+++ Page extract

Factor in the increase in prices, tax assessments, and taxes, and extreme weather was the final nail in the coffin, driving insurance costs skyward.
A Bloomberg analysis of ATTOM data found that in 2023, tax levies on single-family homes climbed 6.9%, the biggest increase in five years, with the average homeowner’s tax bill around $4,000.
Thomas Brosy, Tax Policy Center senior research associate, wrote in a September blog post:
“Surging home values have amplified calls to cut or even abolish the property tax. Because property taxes rise with home values, homeowners may fear being squeezed by larger tax bills. Those fears aren’t unfounded: The median bill rose about 30% between 2019 and 2024—still far short of soaring home values, but with wide variation across states.”
Where Cash Flow Is Under Pressure From High Taxes
Unless you have owned a rental property in New Jersey for a very long time or purchased it free and clear, good luck seeing any cash flow. That’s because it has the most expensive effective property tax rate in the country, followed by Illinois and Connecticut. As of early 2026, the average home price in New Jersey was $558,805, according to Zillow figures, which would mean an almost $12,000 tax bill.
By contrast, the lower real estate tax states of Hawaii and Alabama have rates in the 0.27% to 0.38% range, putting their average annual tax bills at a far more manageable $2,239 and $788, respectively.
The combined burden of high taxes and insurance now exceeds mortgage payments in many areas, according to a 2024 Wall Street Journal article citing data from Intercontinental Exchange. The constant upward pressure on expenses forces landlords to raise rents, tightening the squeeze on affordability.

++++++
+++ Records supplied

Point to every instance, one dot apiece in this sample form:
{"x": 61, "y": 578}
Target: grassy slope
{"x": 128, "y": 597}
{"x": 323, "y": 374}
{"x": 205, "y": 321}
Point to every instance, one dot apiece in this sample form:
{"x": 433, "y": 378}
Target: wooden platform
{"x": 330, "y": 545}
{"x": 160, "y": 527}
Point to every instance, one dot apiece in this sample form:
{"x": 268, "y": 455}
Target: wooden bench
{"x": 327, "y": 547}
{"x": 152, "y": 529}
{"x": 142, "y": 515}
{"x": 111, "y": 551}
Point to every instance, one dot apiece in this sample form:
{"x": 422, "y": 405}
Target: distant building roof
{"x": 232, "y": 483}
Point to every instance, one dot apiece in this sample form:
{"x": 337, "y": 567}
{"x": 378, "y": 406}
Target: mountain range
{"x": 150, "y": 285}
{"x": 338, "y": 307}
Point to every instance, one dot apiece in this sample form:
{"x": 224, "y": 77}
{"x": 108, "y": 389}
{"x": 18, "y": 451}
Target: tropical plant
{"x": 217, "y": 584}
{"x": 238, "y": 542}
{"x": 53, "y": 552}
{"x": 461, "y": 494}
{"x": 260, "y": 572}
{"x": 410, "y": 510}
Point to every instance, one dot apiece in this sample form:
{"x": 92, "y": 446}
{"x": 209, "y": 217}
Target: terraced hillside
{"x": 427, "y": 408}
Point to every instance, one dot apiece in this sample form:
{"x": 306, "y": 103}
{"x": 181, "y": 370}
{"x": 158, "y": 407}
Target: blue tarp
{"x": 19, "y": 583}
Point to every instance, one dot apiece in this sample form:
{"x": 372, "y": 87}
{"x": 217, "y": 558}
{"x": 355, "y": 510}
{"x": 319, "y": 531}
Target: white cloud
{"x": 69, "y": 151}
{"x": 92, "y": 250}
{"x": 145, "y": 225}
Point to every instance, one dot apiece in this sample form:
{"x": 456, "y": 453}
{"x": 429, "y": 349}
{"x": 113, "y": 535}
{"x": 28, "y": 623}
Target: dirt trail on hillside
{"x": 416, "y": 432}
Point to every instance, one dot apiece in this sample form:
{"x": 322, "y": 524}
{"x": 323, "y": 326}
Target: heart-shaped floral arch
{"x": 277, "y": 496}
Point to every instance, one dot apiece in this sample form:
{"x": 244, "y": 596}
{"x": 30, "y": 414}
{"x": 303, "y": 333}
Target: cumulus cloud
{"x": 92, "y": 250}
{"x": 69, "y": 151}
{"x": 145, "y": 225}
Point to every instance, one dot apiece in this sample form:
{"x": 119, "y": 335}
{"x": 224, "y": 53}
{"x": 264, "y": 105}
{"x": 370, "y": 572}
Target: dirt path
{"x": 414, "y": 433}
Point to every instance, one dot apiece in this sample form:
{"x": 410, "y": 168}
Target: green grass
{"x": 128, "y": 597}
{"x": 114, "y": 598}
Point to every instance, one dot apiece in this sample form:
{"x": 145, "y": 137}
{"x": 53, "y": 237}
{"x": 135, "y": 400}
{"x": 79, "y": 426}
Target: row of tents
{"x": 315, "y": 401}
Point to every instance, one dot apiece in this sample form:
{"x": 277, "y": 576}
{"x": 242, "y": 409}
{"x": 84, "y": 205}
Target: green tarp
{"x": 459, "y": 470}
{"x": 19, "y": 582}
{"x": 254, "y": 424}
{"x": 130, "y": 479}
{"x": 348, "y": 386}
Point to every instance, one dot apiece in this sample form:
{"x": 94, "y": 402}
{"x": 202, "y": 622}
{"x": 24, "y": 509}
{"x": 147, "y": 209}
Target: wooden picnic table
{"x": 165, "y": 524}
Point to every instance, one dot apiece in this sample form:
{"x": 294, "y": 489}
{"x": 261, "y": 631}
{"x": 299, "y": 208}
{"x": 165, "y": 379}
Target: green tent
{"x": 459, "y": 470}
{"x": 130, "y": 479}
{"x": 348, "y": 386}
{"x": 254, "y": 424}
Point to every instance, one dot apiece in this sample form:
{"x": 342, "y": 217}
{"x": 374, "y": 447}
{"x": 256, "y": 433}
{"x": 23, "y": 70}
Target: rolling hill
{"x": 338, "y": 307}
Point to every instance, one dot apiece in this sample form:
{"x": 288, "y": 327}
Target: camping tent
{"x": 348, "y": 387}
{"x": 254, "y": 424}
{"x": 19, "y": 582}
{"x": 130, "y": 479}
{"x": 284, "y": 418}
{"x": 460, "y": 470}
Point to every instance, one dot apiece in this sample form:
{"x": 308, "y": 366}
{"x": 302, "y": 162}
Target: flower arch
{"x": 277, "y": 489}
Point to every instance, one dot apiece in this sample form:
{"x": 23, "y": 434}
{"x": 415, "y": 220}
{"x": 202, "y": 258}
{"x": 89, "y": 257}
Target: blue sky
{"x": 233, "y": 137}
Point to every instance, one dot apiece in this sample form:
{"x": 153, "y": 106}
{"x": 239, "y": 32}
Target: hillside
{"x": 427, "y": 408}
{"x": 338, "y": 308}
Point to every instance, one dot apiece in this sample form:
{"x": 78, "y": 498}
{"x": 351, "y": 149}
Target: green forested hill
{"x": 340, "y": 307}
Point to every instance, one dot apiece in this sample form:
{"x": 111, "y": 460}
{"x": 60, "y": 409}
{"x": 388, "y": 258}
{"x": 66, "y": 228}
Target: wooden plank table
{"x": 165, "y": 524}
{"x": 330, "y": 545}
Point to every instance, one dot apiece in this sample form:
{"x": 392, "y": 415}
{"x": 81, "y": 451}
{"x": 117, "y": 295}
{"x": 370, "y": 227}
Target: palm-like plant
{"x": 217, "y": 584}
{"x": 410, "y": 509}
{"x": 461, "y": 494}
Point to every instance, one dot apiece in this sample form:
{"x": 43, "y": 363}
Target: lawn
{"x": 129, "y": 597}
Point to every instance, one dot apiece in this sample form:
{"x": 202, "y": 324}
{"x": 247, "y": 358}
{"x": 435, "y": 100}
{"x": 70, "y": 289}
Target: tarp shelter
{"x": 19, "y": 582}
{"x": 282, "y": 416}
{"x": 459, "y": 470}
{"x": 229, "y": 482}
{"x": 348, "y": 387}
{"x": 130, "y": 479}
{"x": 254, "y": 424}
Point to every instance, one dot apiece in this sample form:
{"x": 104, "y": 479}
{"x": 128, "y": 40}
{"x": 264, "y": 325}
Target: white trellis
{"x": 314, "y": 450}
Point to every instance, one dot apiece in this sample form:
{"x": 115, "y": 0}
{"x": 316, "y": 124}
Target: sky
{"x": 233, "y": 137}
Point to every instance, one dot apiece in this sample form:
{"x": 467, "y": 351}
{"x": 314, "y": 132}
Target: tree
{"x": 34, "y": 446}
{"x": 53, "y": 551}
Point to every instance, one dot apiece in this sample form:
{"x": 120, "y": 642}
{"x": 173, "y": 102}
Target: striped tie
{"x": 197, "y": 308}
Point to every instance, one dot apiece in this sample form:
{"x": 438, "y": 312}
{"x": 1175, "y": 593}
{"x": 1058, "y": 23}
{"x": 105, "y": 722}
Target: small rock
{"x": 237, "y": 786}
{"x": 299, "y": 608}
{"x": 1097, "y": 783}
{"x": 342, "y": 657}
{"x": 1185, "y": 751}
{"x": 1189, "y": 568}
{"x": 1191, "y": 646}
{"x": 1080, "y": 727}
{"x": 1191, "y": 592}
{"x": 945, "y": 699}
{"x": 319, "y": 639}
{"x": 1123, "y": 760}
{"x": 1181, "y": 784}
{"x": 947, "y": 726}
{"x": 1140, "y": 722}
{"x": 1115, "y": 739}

++++++

Aim of the exercise:
Carry on the article about property taxes and landlord cash flow from its last sentence.

Answer to this problem:
Top 10 states with the lowest property taxes
- Hawaii: 0.27%; $2,239 average annually
- Alabama: 0.38%; $788 per year
- Nevada: 0.47%; $2,027 per year
- Arizona: 0.48%; $1,879 per year
- Colorado: 0.48%; $2,602 annually
- South Carolina: 0.48%; $1,251 yearly
- Idaho: 0.49%; $2,038 per year
- Delaware: 0.50%; $1,768 annually
- Tennessee: 0.50%; $1,442
- Utah: 0.52%; $2,525 annually
Top 10 states with the highest property taxes
- New Jersey: 2.11% effective rate; average of $9,590 annually
- Illinois: 2.01%; $5,298 per year
- Connecticut: 1.81%; $6,643 annually
- New Hampshire: 1.66%; $6,667 yearly
- Vermont: 1.59%; $5,039 annually
- New York: 1.55%; $6,582 annually
- Nebraska: 1.49%; $3,549 per year
- Texas: 1.49%; $4,232 annually
- Wisconsin: 1.42%; $3,792 yearly
- Iowa: 1.39%; $2,897 annually
Why Tax Math Is Never That Simple for Investors
It could never be as simple as “low taxes good, high taxes bad,” could it?
Yes, on an even playing field, low taxes would mean more cash flow and high fives all around. However, in the U.S., the playing field is more like the lip of a volcano, and high-tax states often have better schools and infrastructure, and consequently higher rents, because more people want to live there.
Lower-tax states may depend on other revenue sources, such as sales or income taxes, to fund local services, which means a landlord might incur greater costs for renovation materials. Overall, when lower-tax states strain school and infrastructure budgets, desirability drops along with rental and tenant incomes.
There are pros and cons to every market, and taxes are only part of the equation. For example, Florida, considered a low-tax haven, is not that low when it comes to real estate taxes, which have increased 9.5% per year from 2019 to 2024, as property prices climbed 14.6%, according to a report by Cotality.
Final Thoughts
Many landlords, including me, can attest that choosing a market and rental property based on paper cash flow alone is a big mistake. Low taxes, insurance costs, and prices, as well as decent rents—what’s the catch? If something’s too good to be true, it often is.
While there are many affordable markets in the Midwest, Pennsylvania, and the South, where, in theory, it is possible to cash flow, investors must prepare for a dip in local economies, secure higher-paying jobs, and have access to a quality tenant pool. There is also increased turnover, as well as management and maintenance costs.
Higher taxes do come with a trade-off, but usually it isn’t so bad—better schools, lower crime, higher rents, and better-qualified tenants. In the current market with interest rates, taxes, and insurance at high levels, cash flow—like the penny-farthing bicycle and bonnets—seems like a quaint concept from a bygone era.
This is the long-game era. Buy a high-quality rental in a decent neighborhood at the best price you can, for tax benefits, high demand from stable tenants, and long-term appreciation. Eventually, it will start cash flowing and stacking on equity—and that’s when you’ll look like a genius.